> [Goal]:
Copy the passage on older university students between "I have been" and "am grieving. (May)", inclusive, swapping "wonderful" for "marvelous".

> [Text extract]:
▼▼▼
Judith A. Davey
As the 60-plus students thought about their university experiences, there was a typical sequence of emotions.
Several were very unsure of themselves and their abilities at first. Lillian and Stan feared that their study skills would be out-of-date. Geraldine had thought “you had to be very clever – super intelligent – to go to university”. Frequently this was related to their age and the feeling that they would not “fit in” with the school-leavers at Victoria University.
As the older people moved into their courses, many of their fears proved unfounded. They adjusted and began to enjoy their study and interactions with younger and mature students.
I have been treated as “normal” by students and staff and in no way patronised. To me this was a surprise and a delight. (Stan)
You have to make an effort to fit it, not to take over in seminars, to listen. But the younger students were very tolerant and I have met some wonderful mature students. (Lillian)
Joy and excitement clearly shone through when interviewees spoke about their study experiences, especially the women.
It’s a lot of fun and I am having a wonderful time. I get more of an adrenaline rush with this research than with any job I could go for at my stage of life. (Katherine)
It’s magic – I really like history. People said “you’re drooling”. I came away angry with dead teachers who only told us one side of the story. Study is addictive – now that it is over I am grieving. (May)
I found it liberating, exciting. In fact I need to get less excited. I fizz along too much. (Lillian)
It’s really heady stuff. Study has become a way of life. I can’t put it down. (Joan)
I almost felt like clapping in some of the lectures. (Stan)
Others were more measured in their reactions, but still talked about the pleasure of learning; the new vistas which their studies had opened up for them; the challenges, but also the stimulation when their abilities met the test.
Confidence and Self Esteem
Despite barriers and difficulties, for the majority of respondents university study ultimately became a source of confidence, respect and credibility and a boost to their identity as retired people. Even those who had lacked self-confidence initially began to feel they were proving themselves. In his music course, John was forced not only to compose a piece, but to sing his own song. He rose to the occasion:
They got me doing things I never thought I would.
▲▲▲
Recorded data:
▼▼▼
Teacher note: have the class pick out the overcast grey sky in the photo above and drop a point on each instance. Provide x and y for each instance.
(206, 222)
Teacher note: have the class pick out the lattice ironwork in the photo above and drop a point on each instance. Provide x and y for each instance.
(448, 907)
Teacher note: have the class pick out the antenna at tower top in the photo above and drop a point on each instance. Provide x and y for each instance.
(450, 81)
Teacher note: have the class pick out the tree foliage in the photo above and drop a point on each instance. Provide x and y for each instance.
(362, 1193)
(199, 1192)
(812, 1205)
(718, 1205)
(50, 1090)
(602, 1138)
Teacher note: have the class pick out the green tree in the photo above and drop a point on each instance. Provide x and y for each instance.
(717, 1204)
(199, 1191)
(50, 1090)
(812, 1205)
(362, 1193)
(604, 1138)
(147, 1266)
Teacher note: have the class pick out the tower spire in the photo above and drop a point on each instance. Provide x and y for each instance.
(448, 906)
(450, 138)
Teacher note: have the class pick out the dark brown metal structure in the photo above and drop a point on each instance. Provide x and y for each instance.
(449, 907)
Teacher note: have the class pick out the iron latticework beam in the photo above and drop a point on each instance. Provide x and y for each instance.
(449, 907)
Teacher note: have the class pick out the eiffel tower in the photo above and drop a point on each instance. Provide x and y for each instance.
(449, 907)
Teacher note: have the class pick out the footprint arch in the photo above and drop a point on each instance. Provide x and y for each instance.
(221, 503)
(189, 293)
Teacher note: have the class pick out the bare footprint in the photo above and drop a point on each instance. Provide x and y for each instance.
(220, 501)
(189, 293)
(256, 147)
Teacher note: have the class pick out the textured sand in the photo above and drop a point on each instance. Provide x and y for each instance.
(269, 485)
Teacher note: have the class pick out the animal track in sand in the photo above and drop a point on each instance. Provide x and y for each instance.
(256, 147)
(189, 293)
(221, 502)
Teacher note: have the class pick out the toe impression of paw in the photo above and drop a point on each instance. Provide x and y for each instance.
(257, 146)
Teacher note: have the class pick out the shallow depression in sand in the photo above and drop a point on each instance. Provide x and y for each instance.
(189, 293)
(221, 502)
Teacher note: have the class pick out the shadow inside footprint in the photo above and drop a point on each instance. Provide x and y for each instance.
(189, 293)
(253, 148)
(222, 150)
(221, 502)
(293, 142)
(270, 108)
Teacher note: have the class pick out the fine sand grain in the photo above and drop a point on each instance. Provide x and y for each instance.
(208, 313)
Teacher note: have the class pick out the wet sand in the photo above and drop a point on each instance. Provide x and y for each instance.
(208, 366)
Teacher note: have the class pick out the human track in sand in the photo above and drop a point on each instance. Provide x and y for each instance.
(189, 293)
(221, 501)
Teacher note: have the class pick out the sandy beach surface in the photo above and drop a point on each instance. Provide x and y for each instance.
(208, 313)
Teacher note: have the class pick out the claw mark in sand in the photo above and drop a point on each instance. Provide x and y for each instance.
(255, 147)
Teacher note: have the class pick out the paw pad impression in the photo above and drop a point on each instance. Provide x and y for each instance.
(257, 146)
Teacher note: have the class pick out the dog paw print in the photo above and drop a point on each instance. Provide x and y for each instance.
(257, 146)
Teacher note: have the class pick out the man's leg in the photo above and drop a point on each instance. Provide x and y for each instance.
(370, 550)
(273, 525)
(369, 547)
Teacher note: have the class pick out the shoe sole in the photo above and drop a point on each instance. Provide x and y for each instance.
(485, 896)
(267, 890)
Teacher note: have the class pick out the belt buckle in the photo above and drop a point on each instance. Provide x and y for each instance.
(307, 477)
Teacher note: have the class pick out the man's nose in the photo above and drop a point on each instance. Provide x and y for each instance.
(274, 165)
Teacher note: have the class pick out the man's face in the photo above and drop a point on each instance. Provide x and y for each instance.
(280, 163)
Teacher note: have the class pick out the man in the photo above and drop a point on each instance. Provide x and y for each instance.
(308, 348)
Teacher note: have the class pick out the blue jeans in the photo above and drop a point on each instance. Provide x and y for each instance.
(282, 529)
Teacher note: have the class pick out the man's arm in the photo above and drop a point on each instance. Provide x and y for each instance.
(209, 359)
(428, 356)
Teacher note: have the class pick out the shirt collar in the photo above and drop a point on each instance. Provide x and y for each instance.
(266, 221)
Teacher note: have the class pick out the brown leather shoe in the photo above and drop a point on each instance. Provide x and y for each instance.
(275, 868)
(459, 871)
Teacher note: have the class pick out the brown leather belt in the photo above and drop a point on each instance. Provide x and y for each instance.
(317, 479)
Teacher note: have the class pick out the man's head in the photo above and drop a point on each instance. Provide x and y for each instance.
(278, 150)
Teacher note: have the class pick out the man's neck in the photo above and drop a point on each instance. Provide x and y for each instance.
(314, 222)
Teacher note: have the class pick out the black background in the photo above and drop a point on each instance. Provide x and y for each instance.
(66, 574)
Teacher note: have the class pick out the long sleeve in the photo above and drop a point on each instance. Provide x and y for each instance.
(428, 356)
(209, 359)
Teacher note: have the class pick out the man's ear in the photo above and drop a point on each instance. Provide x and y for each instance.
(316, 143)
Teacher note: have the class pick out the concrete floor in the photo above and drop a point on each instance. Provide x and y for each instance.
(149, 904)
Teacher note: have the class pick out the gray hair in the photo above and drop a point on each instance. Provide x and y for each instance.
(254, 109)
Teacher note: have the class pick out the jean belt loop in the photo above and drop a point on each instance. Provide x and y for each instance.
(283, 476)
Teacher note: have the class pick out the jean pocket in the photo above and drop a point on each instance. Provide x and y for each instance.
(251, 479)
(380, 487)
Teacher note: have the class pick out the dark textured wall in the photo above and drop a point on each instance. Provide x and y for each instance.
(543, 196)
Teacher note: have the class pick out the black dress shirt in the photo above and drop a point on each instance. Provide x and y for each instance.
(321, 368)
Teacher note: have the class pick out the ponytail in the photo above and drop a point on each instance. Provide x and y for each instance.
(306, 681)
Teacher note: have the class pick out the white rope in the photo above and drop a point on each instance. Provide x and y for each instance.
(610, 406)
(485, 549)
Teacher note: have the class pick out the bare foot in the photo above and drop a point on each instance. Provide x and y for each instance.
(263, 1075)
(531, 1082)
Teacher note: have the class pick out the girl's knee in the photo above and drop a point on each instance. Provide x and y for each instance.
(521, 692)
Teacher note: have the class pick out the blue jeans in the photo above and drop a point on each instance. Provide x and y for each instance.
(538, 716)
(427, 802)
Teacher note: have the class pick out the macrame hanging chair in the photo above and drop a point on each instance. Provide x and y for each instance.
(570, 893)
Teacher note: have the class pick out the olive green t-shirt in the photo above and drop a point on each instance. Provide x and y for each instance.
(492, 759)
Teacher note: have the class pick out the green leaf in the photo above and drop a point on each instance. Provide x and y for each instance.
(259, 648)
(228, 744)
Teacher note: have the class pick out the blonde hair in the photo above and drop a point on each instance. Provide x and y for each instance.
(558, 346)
▲▲▲
> [Response below]:
I have been treated as “normal” by students and staff and in no way patronised. To me this was a surprise and a delight. (Stan)
You have to make an effort to fit it, not to take over in seminars, to listen. But the younger students were very tolerant and I have met some marvelous mature students. (Lillian)
Joy and excitement clearly shone through when interviewees spoke about their study experiences, especially the women.
It’s a lot of fun and I am having a marvelous time. I get more of an adrenaline rush with this research than with any job I could go for at my stage of life. (Katherine)
It’s magic – I really like history. People said “you’re drooling”. I came away angry with dead teachers who only told us one side of the story. Study is addictive – now that it is over I am grieving. (May)